Com medalhas e sem medalhas

Henrique Autran Dourado

Fomos muito bem, obrigado, de medalhas nessas Olimpíadas, apesar da falta de apoio e compreensão do esporte e da cultura como elementos primordiais na formação do sujeito social. Em Tóquio, apesar de inevitáveis decepções, houve vitórias surpreendentes e até surpresas – como a “Fadinha”, Rayssa Leal, de apenas 13 anos, merecedora de uma reluzente prata no “street skate”. A menina, com sua simpatia e passado de luta comum a tantos de nossos atletas, aprendia de improviso na sua vizinhança; o surfista Ítalo Ferreira, praticando sobre a tampa da caixa de isopor em que seu pai levava peixes para vender.

A conquista de Rayssa, segundo pesquisas, foi assistida por mais de 2 milhões de pessoas. É o xodó brasileiro dos Jogos pela técnica, talento precoce e simplicidade. Ao lado de seu colega de surfe Ítalo, ouro, da ginasta Rebeca Andrade, ouro e prata, e das prateadas meninas do vôlei, entre outros, reluzem no peito ambicionadas medalhas. A compensação é que, no “conjunto da obra”, nossa delegação conquistou ainda mais glórias do que na recordista Olimpíada anterior, Rio 2016, em que levantou um total de 19 medalhas, sendo sete ouros. Uma surpresa e tanto para um país sem estímulo, mas pródigo em gênios do esporte por talento nato e luta. No final desta competição, festejamos a superação de nossas próprias conquistas: sete ouros, seis pratas e oito bronzes, perfazendo um total de 21: que auspicioso 12º lugar! Salve nossos atletas!

* Dados fornecidos
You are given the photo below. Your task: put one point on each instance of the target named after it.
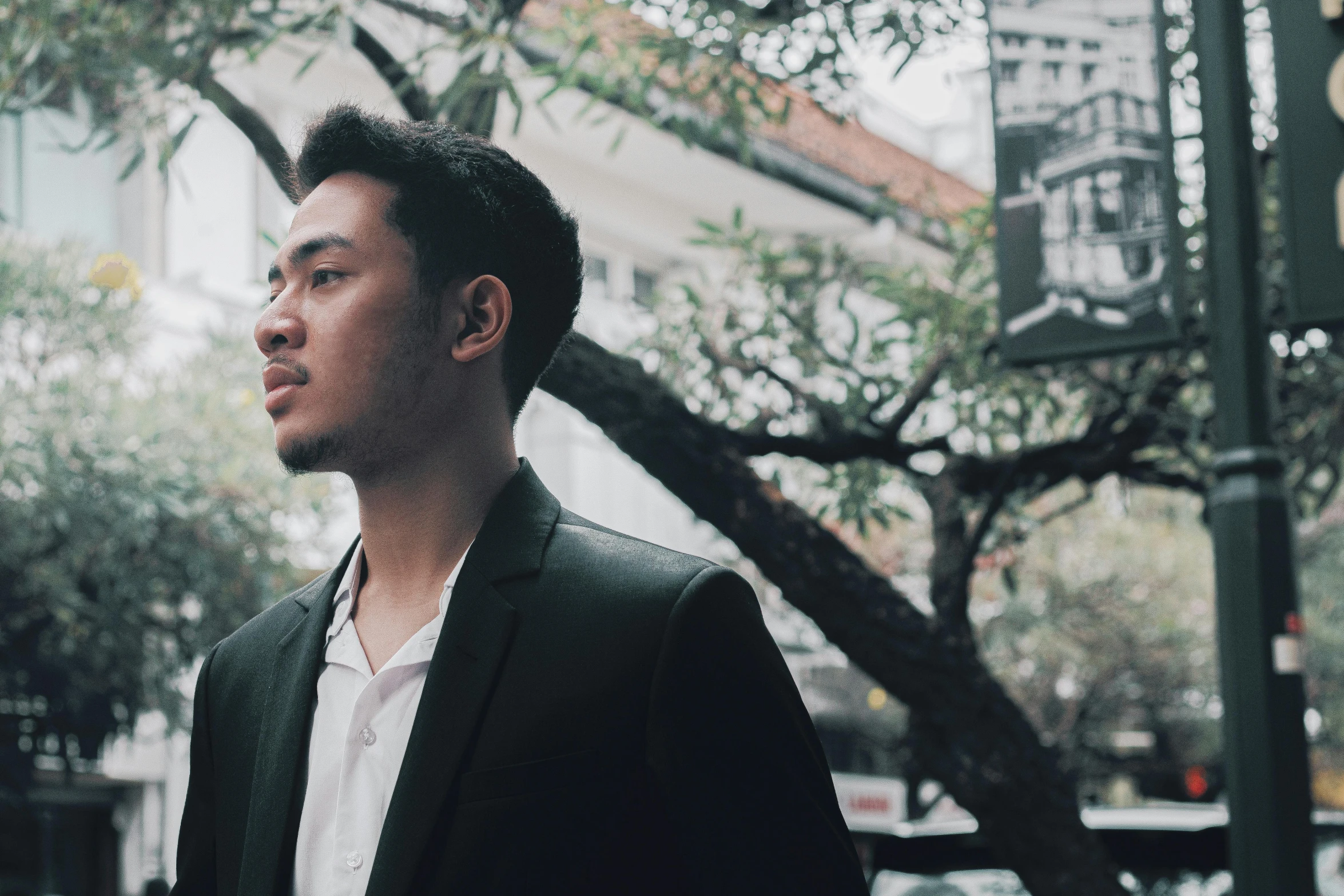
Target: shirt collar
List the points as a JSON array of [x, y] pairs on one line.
[[348, 590]]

* Objetivo
Dê sequência ao texto sobre as medalhas do Brasil nas Olimpíadas de Tóquio, começando logo após sua última frase.

* Resposta abaixo
Sem pódio está nossa economia, com a taxa Selic alavancada para 5,25%, provavelmente chegando a 7% até o fim do ano, segundo analistas. Com a taxa de juros nesse patamar, o sonho da casa própria vai se esvaindo, o mercado fica perdido e o crédito em geral se torna mais difícil, do pequeno comércio popular de venda em prestações aos grandes financiamentos: tudo é afetado. É o jogo de sempre na quadra em que uma vez na história tivemos oportunidade de levantar a bola e bater a inflação. Melhor: foi um ippon (golpe perfeito do judô) em 1994, o Plano Real, que inverteu as regras do jogo e abriu caminho para uma economia mais bem-sucedida e previsível (com desconto para os deslizes de praxe). Nunca é fantasia o risco futuro de um KO (“knock out”) em um round, como nas lutas de boxe – só que contra nós, por esta adversária indomável, a inflação que tudo devora.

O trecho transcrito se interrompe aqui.